Passage shown:
>> Start
2. DOC Exhaustion Procedures

Pursuant to Directive 3367R-A, DOC “maintains a robust administrative grievance procedure-the [Inmate Grievance and Request Program (‘IGRP')]-for inmates [and pre-trial detainees] at all of its facilities[,]” including those at Rikers Island. Leneau v. City of New York, No. 16 Civ. 0893 (RA), 2018 WL 583120, at *3 (S.D.N.Y. Jan. 26, 2018); see Hickman, 2021 WL 3604786, at *3 (“At Rikers Island, grievance procedures are governed by the [IGRP].”). The IGRP applies to “[a]ny inmate who is directly and personally affected by an issue, condition, practice, service, or lack of an accommodation with regard to any issue that may arise in connection with their incarceration or action relating to [his] confinement[.]” IGRP § I. The IGRP applies to complaints based on the conditions of confinement. See Taylor v. N.Y.C. Dep't of Corr., 849 Fed.Appx. 5, 6 (2d Cir. 2021) (summary order) (recognizing that IGRP applied to inmate's complaint “that he was given inadequate clothing in prison, and that he experienced difficulty in mailing legal correspondence and accessing legal services”).

The Court takes judicial notice of the IGRP in analyzing the Motion. See Massey I, 2021 WL 4943564, at *6 n.9 (taking judicial notice of IGRP in deciding motion to dismiss pre-trial detainee's Section 1983 claims); Sanders v. City of New York, No. 16 Civ. 7246 (PGG), 2018 WL 3117508, at *4 n.1 (S.D.N.Y. June 25, 2018) (“It is a ‘common practice in this District' to take ‘judicial notice of the version of the IGRP in effect at the time of the events giving rise to [a prisoner's] claim.'”) (quoting Leneau, 2018 WL 583120, at *1); see also Evans v. N.Y. Botanical Garden, No. 02 Civ. 3591 (RWS), 2002 WL 31002814, at *4 (S.D.N.Y. Sept. 4, 2002) (“A court may take judicial notice of the records of state administrative procedures, as these are public records, without converting a motion to dismiss to one for summary judgment.”). Directive 3376R-A was in effect on October 5, 2021 and is therefore the governing grievance procedure for Daniels' claims. See https://www1.nyc.gov/assets/doc/downloads/directives/Directive 3376R-A.pdf (last visited Nov. 22, 2022).
>> End
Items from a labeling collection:
>> Start
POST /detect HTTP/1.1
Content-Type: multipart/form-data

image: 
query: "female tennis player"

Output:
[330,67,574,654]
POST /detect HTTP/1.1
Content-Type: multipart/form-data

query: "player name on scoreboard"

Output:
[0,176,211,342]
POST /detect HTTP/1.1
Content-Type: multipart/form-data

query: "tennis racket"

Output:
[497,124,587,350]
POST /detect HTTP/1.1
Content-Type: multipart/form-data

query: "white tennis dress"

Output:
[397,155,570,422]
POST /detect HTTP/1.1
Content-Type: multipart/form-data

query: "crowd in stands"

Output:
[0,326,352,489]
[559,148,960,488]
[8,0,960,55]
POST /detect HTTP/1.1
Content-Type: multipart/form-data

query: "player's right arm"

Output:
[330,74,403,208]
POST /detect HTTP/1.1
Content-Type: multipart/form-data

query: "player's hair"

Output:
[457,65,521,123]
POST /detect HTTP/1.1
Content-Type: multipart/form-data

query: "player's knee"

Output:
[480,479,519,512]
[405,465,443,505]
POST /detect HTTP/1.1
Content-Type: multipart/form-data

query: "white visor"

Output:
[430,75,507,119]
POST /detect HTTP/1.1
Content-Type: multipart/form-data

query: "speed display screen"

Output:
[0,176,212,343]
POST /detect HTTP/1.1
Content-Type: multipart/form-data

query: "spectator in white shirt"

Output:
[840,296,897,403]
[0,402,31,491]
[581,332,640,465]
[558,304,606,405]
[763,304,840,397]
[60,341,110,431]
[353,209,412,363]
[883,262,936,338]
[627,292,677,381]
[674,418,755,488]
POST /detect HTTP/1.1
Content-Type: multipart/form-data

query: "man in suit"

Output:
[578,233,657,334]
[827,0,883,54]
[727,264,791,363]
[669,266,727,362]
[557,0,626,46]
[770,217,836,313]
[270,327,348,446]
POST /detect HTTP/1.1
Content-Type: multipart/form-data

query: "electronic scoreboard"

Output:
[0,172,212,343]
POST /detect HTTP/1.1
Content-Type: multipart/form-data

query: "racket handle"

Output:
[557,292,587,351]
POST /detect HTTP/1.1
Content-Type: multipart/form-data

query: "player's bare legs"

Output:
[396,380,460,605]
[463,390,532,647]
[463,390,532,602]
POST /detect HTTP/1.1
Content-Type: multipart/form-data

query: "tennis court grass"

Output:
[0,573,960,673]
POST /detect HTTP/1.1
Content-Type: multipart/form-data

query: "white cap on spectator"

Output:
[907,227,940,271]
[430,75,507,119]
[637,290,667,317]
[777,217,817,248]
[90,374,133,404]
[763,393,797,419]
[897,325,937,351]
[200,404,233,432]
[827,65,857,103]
>> End
To be done:
According to the passage on DOC exhaustion procedures, what kind of complaints does the IGRP apply to? Rely only on the passage about DOC exhaustion procedures, not on the items.

Solved problem:
Complaints based on the conditions of confinement.